Transcribe the data below line for line, with no changes.

**Stored records**:

========

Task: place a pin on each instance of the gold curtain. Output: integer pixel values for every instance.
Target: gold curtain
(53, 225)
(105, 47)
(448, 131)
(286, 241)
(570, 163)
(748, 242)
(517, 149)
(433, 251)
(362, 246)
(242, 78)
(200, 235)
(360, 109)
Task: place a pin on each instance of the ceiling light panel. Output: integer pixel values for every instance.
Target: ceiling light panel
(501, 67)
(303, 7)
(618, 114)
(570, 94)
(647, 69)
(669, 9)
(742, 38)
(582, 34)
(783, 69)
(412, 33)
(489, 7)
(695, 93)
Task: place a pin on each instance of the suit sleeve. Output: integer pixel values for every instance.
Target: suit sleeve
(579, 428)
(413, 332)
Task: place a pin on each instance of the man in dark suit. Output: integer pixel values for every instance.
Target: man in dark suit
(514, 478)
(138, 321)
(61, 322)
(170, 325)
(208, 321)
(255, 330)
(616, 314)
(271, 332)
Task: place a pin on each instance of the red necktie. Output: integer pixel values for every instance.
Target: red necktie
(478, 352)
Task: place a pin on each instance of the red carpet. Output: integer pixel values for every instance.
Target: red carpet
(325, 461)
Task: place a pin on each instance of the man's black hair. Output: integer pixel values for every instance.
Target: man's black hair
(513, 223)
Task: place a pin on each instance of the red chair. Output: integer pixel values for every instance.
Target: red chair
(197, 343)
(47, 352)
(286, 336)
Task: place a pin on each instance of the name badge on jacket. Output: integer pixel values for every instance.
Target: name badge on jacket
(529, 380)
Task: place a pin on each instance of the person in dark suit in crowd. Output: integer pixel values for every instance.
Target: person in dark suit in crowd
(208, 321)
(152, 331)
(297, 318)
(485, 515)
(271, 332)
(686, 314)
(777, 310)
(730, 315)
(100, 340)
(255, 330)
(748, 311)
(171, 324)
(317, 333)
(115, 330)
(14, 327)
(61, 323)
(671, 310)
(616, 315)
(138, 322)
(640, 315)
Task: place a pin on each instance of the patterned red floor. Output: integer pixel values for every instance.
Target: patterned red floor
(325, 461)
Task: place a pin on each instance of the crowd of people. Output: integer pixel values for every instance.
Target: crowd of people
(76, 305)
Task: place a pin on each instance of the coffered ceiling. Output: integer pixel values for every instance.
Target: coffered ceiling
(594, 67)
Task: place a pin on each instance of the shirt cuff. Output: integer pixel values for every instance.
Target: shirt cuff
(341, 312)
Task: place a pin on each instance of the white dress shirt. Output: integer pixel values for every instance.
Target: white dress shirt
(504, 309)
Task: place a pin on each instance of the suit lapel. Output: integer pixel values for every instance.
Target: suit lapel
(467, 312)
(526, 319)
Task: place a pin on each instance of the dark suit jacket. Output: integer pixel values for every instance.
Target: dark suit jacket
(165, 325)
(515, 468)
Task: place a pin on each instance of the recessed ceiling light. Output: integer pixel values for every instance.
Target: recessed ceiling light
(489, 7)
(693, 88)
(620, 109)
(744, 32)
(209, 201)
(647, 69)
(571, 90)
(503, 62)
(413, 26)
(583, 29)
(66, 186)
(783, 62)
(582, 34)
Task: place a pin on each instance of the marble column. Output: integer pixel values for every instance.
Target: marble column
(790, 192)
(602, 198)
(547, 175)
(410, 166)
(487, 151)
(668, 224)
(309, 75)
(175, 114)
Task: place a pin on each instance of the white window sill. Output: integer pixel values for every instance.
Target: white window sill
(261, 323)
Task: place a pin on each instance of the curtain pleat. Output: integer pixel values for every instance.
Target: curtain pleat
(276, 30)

========

**Answer to the task**:
Task: place a pin on each instance of the gold curtain. Output: integer pixel values for every instance.
Target: gold curtain
(53, 225)
(105, 47)
(448, 131)
(286, 241)
(570, 163)
(748, 242)
(517, 149)
(433, 251)
(362, 246)
(242, 78)
(200, 235)
(360, 109)
Task: place a pin on each instance of the ceiling light panel. Output: integer pixel values for every instance.
Target: ceiling light panel
(501, 67)
(303, 7)
(618, 114)
(570, 94)
(647, 69)
(669, 9)
(742, 38)
(582, 34)
(783, 69)
(412, 33)
(489, 7)
(695, 93)
Task: place a pin on each instance of the suit sleeve. Output: integer pixel values for every instance.
Target: suit sleeve
(579, 428)
(413, 332)
Task: place a pin on each instance of the man in dark suit. Output: integer pixel values for every instance.
Target: man in dark suit
(514, 478)
(138, 321)
(61, 322)
(170, 325)
(208, 321)
(255, 330)
(616, 314)
(271, 332)
Task: place a pin on each instance of the red necktie. Output: integer pixel values for every instance.
Target: red necktie
(478, 352)
Task: place a pin on each instance of the red carpet. Output: integer pixel values for every instance.
Target: red carpet
(325, 461)
Task: place a pin on each instance of the man's black hair. Output: integer pixel values for every instance.
Target: man's black hair
(513, 223)
Task: place a pin on each instance of the red chair. Output: integer pixel values for every instance.
Target: red chair
(197, 343)
(47, 352)
(286, 336)
Task: place a pin on each instance of the name badge on jacket. Output: integer pixel values for every instance.
Target: name badge on jacket
(529, 380)
Task: place a pin on each instance of the person in dark suit in crowd. Output: integer pixel values for every instance.
Target: person in dark suit in crowd
(208, 321)
(152, 331)
(297, 318)
(485, 515)
(271, 332)
(686, 314)
(777, 310)
(730, 315)
(100, 340)
(255, 330)
(748, 311)
(171, 324)
(317, 333)
(115, 330)
(14, 327)
(61, 323)
(671, 310)
(616, 315)
(138, 322)
(640, 315)
Task: place a pin on each instance of the patterned red floor. Output: integer pixel values for every instance.
Target: patterned red floor
(325, 461)
Task: place a pin on each instance of the crowd of people. Output: integer pixel values for every instance.
Target: crowd of people
(76, 305)
Task: place a pin on each instance of the coffered ceiling. Output: integer pixel values for every instance.
Target: coffered ceiling
(594, 67)
Task: place a pin on each instance of the shirt cuff. Output: integer pixel values for every instance.
Target: shirt cuff
(341, 312)
Task: place a pin on each instance of the white dress shirt. Output: integer pixel values for every instance.
Target: white dress shirt
(504, 309)
Task: place a pin on each instance of the suit lapel. Output: integer pixel values for every instance.
Target: suit lapel
(467, 312)
(526, 319)
Task: place a pin on each instance of the dark suit jacket. Output: integer pixel values for every instance.
Target: dark suit jacket
(165, 325)
(515, 468)
Task: place a pin on each instance of the recessed ceiling light. Output: integer pixel values for every instance.
Target: recessed ceiling light
(489, 7)
(693, 88)
(620, 109)
(744, 32)
(209, 201)
(647, 69)
(571, 90)
(503, 62)
(413, 26)
(583, 29)
(66, 186)
(783, 62)
(582, 34)
Task: place a pin on each instance of the marble column. Output: integer pixel values for every instance.
Target: marble column
(790, 192)
(602, 198)
(547, 175)
(410, 166)
(487, 151)
(668, 224)
(309, 75)
(175, 114)
Task: place a pin on each instance of the white window sill. Output: integer pixel values for every instance.
Target: white window sill
(261, 323)
Task: place a pin on each instance of the curtain pleat. Output: integer pixel values for every instance.
Target: curtain pleat
(276, 30)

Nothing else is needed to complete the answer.